— Stated problem —
Pick out every line in the rows below that contains the word "aircraft" and copy each of those lines in full.

— Records —
--- BEGIN ---
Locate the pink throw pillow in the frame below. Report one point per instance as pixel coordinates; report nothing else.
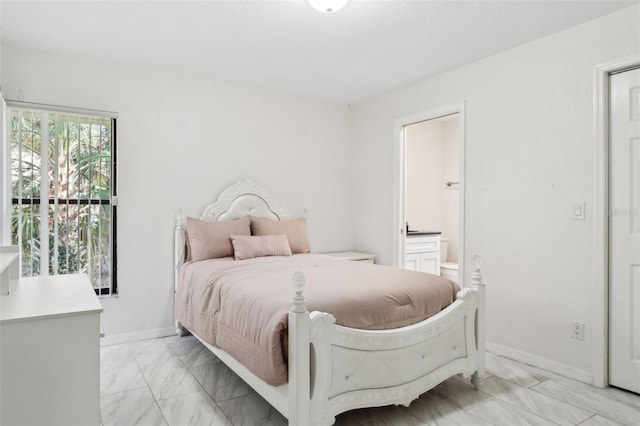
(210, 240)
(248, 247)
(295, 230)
--- END ---
--- BEGIN ---
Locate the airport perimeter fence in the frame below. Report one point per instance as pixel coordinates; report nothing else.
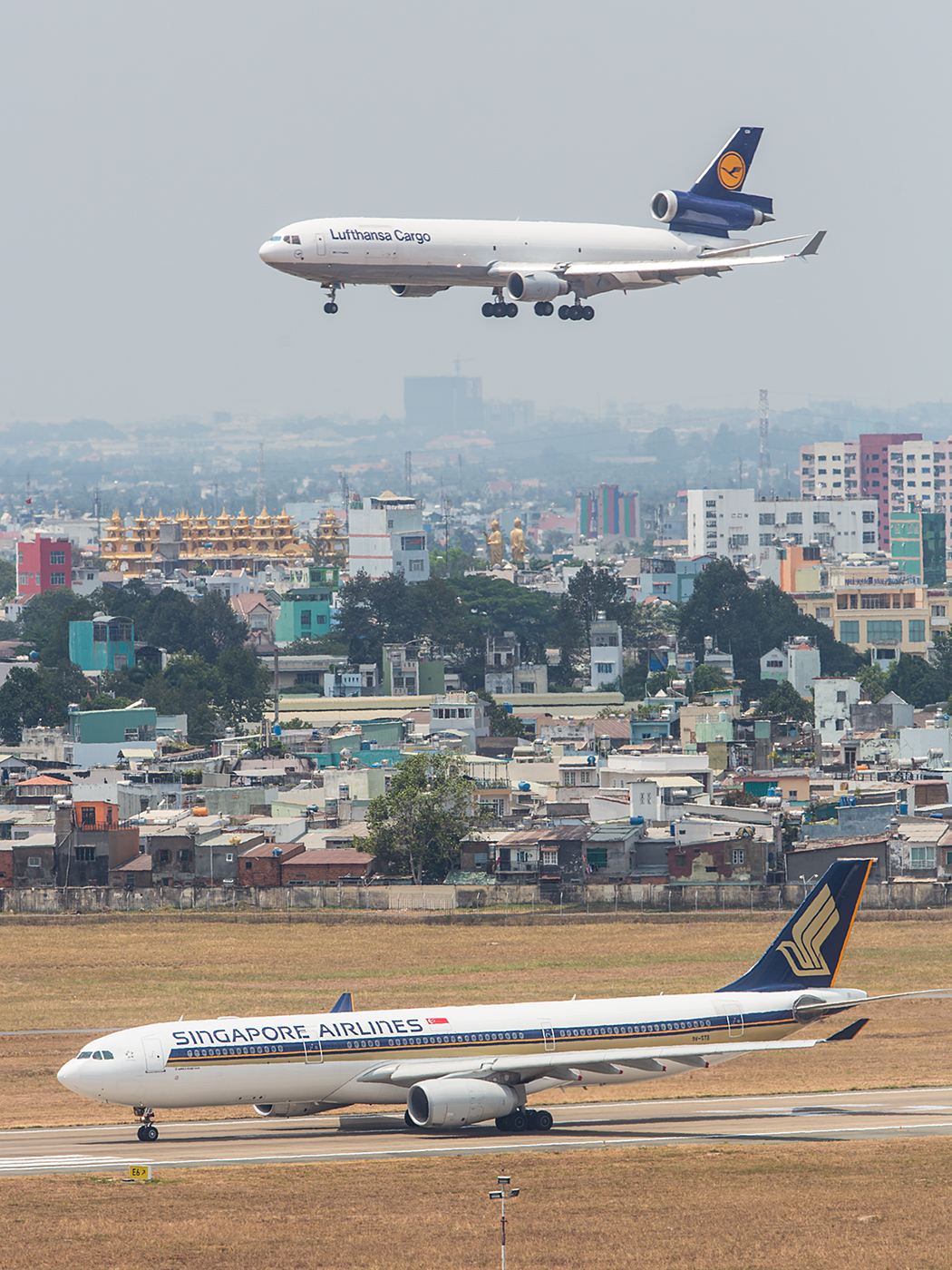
--- END ---
--- BEGIN ---
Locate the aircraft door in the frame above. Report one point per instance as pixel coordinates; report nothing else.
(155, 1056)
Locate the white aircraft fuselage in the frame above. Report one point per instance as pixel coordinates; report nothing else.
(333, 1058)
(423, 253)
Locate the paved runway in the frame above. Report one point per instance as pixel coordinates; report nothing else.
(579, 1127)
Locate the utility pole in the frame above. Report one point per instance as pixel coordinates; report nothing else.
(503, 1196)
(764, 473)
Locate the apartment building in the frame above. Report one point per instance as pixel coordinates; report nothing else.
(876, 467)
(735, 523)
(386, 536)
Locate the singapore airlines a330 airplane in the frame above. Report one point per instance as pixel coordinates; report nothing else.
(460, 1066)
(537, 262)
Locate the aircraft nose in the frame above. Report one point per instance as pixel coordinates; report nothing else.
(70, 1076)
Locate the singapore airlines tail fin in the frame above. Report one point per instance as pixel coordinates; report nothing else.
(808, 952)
--- END ---
— Output for this task —
Locate the aircraft door in the frame above. Report one point per instance as pixel coordinates; report nothing else.
Locate the white aircraft fuselage in the frame above. Report one point per instance as pixel coordinates; report nothing else.
Locate the aircraft nose in the frame above. Report one point per instance as pixel coordinates; report nothing else.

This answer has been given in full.